== Action item ==
Locate each line of the records that contains the string "negative" and copy those lines in full.

== Information supplied ==
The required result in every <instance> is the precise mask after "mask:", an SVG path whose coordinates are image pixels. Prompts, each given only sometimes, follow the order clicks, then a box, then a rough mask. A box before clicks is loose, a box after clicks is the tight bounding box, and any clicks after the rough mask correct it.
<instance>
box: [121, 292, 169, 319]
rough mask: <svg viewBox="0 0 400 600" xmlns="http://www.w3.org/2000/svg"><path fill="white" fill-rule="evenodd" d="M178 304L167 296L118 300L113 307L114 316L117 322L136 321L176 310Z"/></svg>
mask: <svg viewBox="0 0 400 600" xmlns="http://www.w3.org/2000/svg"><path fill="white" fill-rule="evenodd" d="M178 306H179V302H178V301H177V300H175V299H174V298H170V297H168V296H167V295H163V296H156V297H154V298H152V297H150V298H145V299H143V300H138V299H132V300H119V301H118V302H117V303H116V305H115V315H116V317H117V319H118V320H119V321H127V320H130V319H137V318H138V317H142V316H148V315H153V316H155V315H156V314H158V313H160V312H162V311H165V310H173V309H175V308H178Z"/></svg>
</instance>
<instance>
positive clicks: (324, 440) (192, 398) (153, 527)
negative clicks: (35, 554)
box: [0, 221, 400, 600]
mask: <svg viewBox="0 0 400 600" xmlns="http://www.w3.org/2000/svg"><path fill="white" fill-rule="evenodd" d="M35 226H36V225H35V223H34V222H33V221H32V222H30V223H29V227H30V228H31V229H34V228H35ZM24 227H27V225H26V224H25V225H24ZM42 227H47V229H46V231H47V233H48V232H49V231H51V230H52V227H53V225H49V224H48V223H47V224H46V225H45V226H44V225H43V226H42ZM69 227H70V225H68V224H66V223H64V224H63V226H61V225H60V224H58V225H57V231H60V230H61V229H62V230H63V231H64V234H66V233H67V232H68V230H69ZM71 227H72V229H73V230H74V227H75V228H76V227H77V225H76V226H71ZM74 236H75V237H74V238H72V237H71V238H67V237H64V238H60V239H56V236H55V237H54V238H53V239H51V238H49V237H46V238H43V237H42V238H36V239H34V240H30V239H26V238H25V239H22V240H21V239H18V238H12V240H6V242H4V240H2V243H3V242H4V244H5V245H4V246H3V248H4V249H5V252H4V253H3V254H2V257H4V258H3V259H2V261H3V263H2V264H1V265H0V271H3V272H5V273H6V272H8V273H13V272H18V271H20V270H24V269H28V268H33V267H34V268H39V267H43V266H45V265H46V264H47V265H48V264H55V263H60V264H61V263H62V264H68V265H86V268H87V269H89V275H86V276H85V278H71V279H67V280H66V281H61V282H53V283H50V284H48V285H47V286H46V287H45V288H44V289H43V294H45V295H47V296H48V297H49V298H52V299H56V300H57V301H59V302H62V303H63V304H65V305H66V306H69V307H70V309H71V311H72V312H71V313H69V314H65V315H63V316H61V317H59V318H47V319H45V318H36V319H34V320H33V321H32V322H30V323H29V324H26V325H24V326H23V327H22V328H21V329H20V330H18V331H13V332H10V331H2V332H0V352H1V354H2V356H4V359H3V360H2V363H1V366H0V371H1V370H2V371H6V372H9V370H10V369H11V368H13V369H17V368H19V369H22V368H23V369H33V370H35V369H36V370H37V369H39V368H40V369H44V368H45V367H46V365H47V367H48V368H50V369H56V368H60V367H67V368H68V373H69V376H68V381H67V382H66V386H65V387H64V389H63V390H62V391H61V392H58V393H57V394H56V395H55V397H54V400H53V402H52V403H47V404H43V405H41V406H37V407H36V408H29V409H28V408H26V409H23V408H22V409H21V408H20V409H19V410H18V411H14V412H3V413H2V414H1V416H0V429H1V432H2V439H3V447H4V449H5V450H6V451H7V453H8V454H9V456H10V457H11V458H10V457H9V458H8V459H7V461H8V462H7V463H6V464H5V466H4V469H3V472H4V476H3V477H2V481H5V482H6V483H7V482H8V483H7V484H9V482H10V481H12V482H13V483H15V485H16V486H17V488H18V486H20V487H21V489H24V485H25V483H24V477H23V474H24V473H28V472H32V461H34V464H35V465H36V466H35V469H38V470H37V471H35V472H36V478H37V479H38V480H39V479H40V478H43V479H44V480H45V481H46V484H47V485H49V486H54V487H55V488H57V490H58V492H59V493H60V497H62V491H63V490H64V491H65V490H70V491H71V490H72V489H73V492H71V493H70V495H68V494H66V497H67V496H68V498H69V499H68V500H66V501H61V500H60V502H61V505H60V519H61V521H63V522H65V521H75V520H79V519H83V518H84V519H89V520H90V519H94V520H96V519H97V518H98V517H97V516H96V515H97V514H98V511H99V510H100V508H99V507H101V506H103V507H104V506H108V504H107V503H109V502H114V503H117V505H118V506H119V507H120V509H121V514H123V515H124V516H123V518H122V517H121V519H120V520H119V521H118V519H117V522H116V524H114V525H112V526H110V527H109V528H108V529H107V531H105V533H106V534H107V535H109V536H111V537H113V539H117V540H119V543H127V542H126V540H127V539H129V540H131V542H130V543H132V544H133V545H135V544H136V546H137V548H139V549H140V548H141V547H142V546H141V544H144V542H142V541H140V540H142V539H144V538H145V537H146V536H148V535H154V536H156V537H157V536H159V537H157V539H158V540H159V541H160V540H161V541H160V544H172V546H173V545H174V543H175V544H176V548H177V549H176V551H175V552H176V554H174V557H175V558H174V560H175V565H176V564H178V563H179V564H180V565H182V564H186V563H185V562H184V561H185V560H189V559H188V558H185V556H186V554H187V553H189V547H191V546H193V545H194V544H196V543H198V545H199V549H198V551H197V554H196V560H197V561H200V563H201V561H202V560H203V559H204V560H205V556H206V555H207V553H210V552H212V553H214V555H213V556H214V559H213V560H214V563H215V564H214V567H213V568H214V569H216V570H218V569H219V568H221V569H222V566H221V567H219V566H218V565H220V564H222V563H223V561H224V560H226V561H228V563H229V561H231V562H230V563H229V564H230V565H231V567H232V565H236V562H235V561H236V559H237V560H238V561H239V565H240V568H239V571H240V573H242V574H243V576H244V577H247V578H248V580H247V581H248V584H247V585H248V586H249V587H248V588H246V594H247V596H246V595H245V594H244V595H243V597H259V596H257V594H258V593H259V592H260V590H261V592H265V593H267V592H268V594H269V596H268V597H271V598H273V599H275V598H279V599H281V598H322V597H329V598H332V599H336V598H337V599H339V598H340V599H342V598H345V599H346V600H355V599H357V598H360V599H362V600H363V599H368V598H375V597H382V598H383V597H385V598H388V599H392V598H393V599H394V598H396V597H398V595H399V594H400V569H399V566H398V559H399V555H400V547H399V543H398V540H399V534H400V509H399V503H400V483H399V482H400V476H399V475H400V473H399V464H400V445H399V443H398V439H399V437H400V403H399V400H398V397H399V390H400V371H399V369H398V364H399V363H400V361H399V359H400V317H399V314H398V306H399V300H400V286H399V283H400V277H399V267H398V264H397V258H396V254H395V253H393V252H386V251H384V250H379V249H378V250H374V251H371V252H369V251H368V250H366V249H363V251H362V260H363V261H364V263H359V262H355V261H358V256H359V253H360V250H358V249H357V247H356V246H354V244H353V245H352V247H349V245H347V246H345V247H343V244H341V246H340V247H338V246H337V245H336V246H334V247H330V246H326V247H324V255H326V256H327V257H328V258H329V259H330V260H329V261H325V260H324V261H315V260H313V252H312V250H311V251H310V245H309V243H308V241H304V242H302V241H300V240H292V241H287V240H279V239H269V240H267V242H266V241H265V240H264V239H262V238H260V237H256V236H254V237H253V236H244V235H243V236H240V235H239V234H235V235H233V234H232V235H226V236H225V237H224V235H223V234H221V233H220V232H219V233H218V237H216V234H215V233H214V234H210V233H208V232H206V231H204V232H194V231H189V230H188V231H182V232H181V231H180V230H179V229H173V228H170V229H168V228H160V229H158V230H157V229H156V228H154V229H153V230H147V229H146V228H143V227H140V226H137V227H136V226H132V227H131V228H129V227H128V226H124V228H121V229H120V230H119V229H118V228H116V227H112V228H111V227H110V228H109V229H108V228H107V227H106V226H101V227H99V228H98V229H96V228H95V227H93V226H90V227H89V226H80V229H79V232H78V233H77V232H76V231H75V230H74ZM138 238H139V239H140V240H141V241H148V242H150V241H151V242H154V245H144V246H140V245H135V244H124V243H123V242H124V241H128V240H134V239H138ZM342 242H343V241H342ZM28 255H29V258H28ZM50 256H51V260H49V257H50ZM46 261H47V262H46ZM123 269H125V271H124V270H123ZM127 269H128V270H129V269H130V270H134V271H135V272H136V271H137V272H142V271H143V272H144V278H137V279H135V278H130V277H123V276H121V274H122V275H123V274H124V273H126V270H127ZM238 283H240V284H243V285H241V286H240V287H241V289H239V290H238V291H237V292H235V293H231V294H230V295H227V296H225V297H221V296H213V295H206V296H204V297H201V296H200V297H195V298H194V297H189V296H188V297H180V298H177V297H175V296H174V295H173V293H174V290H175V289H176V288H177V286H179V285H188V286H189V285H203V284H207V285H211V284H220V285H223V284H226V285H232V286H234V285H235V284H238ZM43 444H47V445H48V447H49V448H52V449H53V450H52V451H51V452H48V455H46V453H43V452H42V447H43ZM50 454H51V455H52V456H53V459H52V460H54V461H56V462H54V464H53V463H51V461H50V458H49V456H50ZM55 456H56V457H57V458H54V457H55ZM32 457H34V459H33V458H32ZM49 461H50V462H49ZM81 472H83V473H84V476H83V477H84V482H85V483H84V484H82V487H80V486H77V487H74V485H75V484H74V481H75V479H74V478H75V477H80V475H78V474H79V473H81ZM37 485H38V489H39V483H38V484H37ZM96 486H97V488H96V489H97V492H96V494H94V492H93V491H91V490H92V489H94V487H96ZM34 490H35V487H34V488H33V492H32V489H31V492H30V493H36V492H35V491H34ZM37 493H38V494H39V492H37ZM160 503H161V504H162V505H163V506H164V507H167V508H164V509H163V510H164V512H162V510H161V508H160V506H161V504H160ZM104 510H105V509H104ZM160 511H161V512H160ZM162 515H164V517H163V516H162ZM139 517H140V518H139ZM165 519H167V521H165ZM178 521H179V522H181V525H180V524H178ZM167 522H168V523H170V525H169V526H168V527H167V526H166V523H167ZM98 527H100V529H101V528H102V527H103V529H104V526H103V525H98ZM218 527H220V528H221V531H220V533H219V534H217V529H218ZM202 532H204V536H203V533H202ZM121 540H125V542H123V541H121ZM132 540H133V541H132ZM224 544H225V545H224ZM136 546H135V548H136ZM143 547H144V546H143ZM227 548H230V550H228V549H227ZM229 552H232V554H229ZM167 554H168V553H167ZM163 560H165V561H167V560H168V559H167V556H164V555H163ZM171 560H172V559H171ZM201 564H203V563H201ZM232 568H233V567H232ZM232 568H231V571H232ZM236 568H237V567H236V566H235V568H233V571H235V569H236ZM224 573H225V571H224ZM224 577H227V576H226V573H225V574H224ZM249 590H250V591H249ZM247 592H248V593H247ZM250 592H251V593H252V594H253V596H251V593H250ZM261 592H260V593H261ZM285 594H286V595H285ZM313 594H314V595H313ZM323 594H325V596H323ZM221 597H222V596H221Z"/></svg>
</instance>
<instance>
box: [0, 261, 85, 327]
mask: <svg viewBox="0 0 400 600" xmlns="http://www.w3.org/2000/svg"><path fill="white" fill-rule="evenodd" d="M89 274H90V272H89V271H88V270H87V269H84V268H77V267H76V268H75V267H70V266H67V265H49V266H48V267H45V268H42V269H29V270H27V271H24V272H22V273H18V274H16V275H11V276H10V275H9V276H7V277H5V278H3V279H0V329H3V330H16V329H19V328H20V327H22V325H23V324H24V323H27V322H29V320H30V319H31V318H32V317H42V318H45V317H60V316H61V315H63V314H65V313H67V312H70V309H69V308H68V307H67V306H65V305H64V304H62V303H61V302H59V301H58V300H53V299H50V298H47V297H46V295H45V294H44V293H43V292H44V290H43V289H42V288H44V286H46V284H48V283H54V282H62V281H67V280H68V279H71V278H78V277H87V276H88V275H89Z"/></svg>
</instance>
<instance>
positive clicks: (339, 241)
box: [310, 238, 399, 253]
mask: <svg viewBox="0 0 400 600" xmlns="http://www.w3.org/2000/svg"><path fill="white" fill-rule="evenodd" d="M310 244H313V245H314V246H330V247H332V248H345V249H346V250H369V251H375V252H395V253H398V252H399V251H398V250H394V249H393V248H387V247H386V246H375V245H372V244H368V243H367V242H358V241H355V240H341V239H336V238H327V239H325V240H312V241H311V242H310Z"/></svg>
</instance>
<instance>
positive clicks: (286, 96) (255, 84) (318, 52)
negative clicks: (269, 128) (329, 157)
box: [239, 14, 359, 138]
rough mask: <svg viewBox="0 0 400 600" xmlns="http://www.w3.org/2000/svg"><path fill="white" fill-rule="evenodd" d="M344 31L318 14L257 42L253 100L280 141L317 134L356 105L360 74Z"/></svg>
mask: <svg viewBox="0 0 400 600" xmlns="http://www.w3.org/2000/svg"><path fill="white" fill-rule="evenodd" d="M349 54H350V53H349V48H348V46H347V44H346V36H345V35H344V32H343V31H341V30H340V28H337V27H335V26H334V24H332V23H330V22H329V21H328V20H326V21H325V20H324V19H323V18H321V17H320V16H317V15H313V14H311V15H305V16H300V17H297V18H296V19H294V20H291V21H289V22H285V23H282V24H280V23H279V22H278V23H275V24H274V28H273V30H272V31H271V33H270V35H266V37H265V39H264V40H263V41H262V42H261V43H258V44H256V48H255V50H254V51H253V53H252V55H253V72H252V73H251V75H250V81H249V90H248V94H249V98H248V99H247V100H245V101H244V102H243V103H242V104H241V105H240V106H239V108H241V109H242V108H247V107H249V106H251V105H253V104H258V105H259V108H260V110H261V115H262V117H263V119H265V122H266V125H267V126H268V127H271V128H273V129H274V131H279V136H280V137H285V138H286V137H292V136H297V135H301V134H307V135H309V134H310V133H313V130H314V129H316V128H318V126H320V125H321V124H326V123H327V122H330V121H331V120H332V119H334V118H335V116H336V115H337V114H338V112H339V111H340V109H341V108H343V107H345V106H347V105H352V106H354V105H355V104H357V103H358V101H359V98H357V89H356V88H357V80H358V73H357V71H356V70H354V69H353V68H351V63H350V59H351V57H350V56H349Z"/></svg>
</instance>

== Solution to the exercise ==
negative clicks: (35, 554)
negative clicks: (269, 128) (329, 157)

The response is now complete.